● **Problem statement**
Your task is to copy the records that follow exactly, minus any images.

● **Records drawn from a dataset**
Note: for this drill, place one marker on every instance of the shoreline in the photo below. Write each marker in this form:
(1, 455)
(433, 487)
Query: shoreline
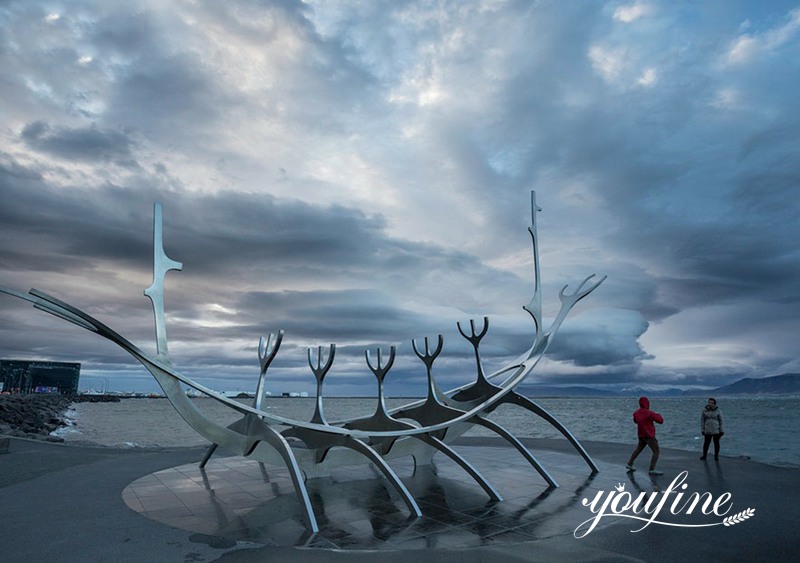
(33, 476)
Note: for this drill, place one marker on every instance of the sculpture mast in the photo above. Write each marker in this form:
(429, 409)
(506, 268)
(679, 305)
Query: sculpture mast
(161, 265)
(534, 308)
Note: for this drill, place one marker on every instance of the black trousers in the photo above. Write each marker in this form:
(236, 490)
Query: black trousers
(707, 442)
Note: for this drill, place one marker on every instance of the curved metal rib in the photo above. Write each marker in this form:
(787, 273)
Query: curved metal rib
(279, 443)
(514, 441)
(524, 402)
(467, 466)
(388, 472)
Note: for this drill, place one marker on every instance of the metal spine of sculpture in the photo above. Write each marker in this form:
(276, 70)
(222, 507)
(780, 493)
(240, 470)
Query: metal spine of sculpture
(309, 449)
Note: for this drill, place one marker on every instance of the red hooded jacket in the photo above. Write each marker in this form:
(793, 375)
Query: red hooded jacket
(644, 419)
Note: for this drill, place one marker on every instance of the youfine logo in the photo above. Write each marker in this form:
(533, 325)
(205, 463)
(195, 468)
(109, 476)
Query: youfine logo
(649, 508)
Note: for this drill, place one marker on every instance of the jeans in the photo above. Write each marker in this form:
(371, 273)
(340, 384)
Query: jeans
(643, 442)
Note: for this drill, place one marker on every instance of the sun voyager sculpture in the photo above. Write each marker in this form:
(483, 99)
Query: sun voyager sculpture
(309, 449)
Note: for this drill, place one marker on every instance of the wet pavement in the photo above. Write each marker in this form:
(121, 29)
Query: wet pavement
(72, 503)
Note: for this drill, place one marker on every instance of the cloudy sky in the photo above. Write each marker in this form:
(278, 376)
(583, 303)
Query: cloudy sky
(360, 173)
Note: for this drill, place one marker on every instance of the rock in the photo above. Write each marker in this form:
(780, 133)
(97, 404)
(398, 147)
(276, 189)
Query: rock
(32, 415)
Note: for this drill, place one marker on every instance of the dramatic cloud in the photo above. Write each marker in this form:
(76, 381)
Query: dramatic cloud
(360, 174)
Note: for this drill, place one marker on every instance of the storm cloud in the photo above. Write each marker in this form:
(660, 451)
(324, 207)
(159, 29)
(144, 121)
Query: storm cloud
(360, 174)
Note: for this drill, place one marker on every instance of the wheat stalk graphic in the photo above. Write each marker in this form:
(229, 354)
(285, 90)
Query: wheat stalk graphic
(740, 517)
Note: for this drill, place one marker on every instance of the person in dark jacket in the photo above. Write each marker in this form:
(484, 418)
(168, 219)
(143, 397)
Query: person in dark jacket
(711, 427)
(646, 431)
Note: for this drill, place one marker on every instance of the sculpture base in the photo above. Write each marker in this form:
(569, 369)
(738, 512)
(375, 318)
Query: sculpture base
(244, 501)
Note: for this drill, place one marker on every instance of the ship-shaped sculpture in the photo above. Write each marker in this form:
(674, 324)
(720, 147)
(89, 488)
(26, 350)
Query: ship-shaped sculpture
(312, 448)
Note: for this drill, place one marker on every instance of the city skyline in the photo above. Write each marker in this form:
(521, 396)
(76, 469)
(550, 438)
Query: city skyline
(360, 174)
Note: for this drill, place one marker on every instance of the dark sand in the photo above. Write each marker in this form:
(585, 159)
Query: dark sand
(64, 503)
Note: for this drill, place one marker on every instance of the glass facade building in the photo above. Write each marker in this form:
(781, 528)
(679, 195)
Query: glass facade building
(23, 376)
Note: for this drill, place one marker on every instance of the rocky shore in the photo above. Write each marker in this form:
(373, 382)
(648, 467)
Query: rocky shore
(36, 416)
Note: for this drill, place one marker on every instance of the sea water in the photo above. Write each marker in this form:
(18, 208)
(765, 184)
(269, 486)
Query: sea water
(762, 429)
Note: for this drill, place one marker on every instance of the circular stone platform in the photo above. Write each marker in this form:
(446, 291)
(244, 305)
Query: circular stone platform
(242, 500)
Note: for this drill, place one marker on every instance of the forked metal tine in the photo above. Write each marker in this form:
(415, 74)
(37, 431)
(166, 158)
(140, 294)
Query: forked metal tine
(428, 357)
(321, 370)
(581, 292)
(381, 371)
(474, 338)
(267, 348)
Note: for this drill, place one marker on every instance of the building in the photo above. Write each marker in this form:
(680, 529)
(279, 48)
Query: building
(22, 376)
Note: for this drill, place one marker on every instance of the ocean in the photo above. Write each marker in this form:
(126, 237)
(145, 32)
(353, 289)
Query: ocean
(762, 429)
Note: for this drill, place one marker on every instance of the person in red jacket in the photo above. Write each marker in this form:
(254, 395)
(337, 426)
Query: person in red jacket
(644, 419)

● **Solution for this problem**
Note: for this drill, place one marker on every instance of the shoreline in the photo below. Write each marker in this form:
(1, 455)
(433, 487)
Query: shoreline
(33, 476)
Note: for this drill, place one marker on every instance of the sculpture mast in the photo above. Write each marker in this form:
(429, 409)
(506, 268)
(679, 305)
Query: sculpture mast
(161, 265)
(534, 308)
Note: for this drill, place one marker on every instance of the black trousers in the photo above. Write each marker in this form:
(236, 490)
Query: black trousers
(707, 442)
Note: for this drill, place one marker on every instance of the curved metal rib in the photo above. Write each marker in this form:
(787, 273)
Query: curved metal rib
(279, 443)
(514, 441)
(524, 402)
(467, 466)
(388, 472)
Note: for this drill, place one marker on every instance of the metal spine of sculpture in the photo above. Write each marker in this form:
(276, 70)
(222, 507)
(780, 493)
(240, 470)
Query: metal spine of sculpture
(309, 449)
Note: for this drill, place one marker on every instance of the red hooded jacket in the photo above. Write each marker in this form:
(793, 375)
Query: red hooded jacket
(644, 419)
Note: for this drill, place one marker on every instance of the youfine logo in the photo above. Write each marker in this form:
(533, 325)
(205, 463)
(195, 468)
(109, 476)
Query: youfine logo
(649, 508)
Note: for this drill, place one marker on every instance of the jeans in the photo above. Write each marker in this form:
(371, 273)
(340, 384)
Query: jeans
(643, 442)
Note: for this drill, place one marker on every instance of the sun voyager sculpture in the photo above. Write each marker in this form:
(483, 99)
Query: sun voyager sculpture
(309, 449)
Note: for this drill, place one marker on every instance of the wet pavement in the photo above. Write each marker in this form:
(121, 29)
Query: wet pavement
(72, 503)
Note: for this drill, place one marker on every instance of the cloudy sky in the photo above. Write each marker in this form:
(278, 376)
(583, 303)
Query: cloudy sky
(360, 173)
Note: for this drill, place one marker on every instance of the rock in the photo above. Write each marker in this form:
(780, 133)
(97, 404)
(398, 147)
(276, 189)
Query: rock
(32, 415)
Note: for this drill, place one marker on every instance of the dramatic cloud in the photo above. Write each marker in this form:
(76, 381)
Query: dramatic cloud
(360, 174)
Note: for this drill, place one marker on every instance of the storm cloud in the photo above. Write each marker in this form:
(660, 451)
(324, 207)
(159, 29)
(144, 121)
Query: storm cloud
(360, 174)
Note: for this drill, place one marker on every instance of the wheat stalk graphic in the photo above. Write each marker in this form:
(229, 354)
(285, 90)
Query: wheat stalk graphic
(740, 517)
Note: for this drill, place one marker on every instance of the person in dark jacket in the photo above. Write each marker in this form:
(484, 418)
(168, 219)
(143, 397)
Query: person in dark jacket
(711, 427)
(646, 431)
Note: for this drill, place one marker on every instance of the sculpture base in the photo above. Write each marker in this form:
(569, 369)
(738, 512)
(375, 318)
Query: sculpture base
(244, 501)
Note: for this drill, place one marker on every instance of the ship-shaped sculpture in the photo above. Write each marker in this form:
(674, 324)
(720, 147)
(89, 488)
(26, 350)
Query: ship-shaped sculpture
(312, 448)
Note: for this drill, place one marker on every instance of the city skyline in the photo above. Write each marker in this form:
(521, 396)
(76, 469)
(550, 438)
Query: city skyline
(360, 174)
Note: for this drill, place one marker on every instance of the dark sand in the photo above. Write each marker in this form:
(585, 159)
Query: dark sand
(64, 503)
Note: for this drill, place one marker on every instance of the glass facade building in the photo above. Write each marker in this form:
(781, 528)
(679, 195)
Query: glass facade building
(23, 376)
Note: for this drill, place one marker on every instance of the rocky shore in the photo above. Write each marker in this form:
(373, 382)
(648, 467)
Query: rocky shore
(36, 416)
Note: for this drill, place one marker on every instance of the sea water in the photo above. Write each marker in this form:
(18, 208)
(765, 184)
(269, 486)
Query: sea water
(762, 429)
Note: for this drill, place one marker on every instance of the circular stone platform in the photo above. Write each marker in this form:
(446, 291)
(244, 305)
Query: circular stone platform
(242, 500)
Note: for this drill, place one marker on every instance of the forked metal tine in the photo above. Write each marker in this form:
(415, 74)
(37, 431)
(166, 158)
(140, 294)
Query: forked metal tine
(428, 357)
(321, 370)
(581, 292)
(381, 371)
(474, 338)
(267, 348)
Note: for this drill, place one marker on every instance of the building in the photo above. Write each marker in this form:
(680, 529)
(279, 48)
Query: building
(22, 376)
Note: for this drill, place one marker on every instance of the ocean in the photo above. Write each marker in this form:
(126, 237)
(145, 32)
(353, 289)
Query: ocean
(762, 429)
Note: for this drill, place one marker on every instance of the person in red jacket in the photo above. Write each marker in this form:
(254, 395)
(337, 426)
Query: person in red jacket
(644, 419)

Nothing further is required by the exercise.